◆ **Directive**: Could you render the lines of the items, starting at the one containing "terminal building, that would help a great deal." and ending at the one containing "85], [54, 88]]", as a numbered list with blank lines skipped and the pictures left out?
##### Task inputs
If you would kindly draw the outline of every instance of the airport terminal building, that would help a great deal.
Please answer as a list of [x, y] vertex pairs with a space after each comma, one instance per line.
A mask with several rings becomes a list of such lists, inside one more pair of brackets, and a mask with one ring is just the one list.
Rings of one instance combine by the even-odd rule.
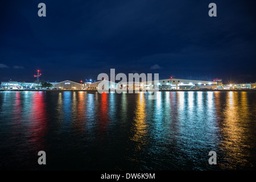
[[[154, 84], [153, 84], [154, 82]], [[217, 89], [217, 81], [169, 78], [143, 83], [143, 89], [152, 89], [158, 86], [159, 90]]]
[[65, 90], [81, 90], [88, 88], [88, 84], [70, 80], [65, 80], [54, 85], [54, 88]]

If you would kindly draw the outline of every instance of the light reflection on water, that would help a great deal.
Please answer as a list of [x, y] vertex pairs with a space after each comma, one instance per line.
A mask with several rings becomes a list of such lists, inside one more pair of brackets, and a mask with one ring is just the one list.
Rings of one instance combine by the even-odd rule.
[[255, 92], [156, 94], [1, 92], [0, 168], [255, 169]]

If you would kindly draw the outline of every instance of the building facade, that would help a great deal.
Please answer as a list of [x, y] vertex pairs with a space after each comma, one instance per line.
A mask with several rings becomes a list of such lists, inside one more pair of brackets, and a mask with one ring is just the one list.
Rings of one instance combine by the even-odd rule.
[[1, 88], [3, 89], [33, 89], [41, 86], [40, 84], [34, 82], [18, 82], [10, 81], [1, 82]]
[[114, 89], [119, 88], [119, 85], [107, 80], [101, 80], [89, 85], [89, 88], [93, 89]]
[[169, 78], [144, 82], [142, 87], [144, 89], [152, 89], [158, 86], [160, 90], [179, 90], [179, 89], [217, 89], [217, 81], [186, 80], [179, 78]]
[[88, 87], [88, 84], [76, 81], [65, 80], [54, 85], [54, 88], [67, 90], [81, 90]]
##########
##### Task inputs
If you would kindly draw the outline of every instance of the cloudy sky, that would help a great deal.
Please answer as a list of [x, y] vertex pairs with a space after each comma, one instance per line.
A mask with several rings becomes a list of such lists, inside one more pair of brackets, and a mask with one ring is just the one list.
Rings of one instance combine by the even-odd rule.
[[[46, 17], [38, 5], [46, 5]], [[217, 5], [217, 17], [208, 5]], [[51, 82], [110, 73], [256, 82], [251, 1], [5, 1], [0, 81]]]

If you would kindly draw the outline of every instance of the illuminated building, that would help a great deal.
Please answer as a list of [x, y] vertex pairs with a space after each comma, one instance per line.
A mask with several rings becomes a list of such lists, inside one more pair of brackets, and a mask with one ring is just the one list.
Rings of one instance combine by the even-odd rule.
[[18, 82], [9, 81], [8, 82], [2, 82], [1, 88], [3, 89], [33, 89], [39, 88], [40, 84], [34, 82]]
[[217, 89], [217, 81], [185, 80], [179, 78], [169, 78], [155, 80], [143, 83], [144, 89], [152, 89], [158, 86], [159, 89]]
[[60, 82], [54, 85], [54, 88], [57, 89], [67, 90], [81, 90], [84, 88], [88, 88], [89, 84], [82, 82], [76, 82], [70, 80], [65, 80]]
##########
##### Task inputs
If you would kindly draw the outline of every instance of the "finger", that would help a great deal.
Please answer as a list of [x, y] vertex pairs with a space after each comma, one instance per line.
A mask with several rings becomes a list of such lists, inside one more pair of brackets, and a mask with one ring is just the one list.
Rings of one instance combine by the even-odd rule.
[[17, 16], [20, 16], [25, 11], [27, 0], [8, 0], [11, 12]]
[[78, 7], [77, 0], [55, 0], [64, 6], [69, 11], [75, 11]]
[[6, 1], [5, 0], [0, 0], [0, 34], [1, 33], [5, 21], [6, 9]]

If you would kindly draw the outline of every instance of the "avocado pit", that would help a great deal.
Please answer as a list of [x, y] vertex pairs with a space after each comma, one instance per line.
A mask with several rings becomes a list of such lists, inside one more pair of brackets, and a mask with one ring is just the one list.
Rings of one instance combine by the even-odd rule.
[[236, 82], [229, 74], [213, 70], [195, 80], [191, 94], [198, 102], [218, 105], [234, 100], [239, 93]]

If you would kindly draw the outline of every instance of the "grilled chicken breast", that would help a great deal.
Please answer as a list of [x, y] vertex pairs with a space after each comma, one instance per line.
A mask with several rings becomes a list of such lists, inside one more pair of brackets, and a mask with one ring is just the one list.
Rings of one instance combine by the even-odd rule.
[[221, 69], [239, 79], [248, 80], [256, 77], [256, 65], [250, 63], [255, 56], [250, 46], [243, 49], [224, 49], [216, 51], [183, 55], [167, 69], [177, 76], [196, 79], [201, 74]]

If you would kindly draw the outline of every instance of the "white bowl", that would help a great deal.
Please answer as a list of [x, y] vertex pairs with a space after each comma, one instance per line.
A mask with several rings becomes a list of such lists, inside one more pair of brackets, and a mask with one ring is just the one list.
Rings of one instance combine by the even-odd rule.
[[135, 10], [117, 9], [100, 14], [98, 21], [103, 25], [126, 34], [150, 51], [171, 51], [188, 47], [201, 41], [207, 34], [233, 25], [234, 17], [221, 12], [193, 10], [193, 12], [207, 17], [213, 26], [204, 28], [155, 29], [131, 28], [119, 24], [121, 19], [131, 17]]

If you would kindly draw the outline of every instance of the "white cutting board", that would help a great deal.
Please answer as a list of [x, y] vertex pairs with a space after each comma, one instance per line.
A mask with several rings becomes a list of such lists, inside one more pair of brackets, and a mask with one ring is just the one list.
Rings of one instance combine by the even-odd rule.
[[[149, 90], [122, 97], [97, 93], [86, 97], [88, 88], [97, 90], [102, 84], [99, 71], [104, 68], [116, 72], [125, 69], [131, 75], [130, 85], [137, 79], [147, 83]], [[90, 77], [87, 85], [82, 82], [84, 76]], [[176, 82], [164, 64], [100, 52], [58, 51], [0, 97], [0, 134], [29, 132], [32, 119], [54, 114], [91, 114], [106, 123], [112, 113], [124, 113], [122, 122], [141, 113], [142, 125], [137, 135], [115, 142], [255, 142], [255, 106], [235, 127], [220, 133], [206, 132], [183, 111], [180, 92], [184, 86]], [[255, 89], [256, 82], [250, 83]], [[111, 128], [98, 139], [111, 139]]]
##########
◆ **Answer to this problem**:
1. If you would kindly draw the outline of every instance of the airport terminal building, that would help a great deal.
2. Please answer as a list of [x, y] vertex pairs with a space after each comma, one instance per line.
3. A mask with several rings becomes a list of such lists, inside one more pair of brackets, and a mask with one ring is just the one list.
4. Rings of one instance combine by the even-odd rule.
5. [[[154, 84], [153, 84], [154, 82]], [[217, 89], [217, 81], [169, 78], [143, 83], [143, 89], [152, 89], [158, 86], [159, 90]]]
6. [[65, 90], [81, 90], [88, 88], [88, 84], [70, 80], [65, 80], [54, 85], [54, 88]]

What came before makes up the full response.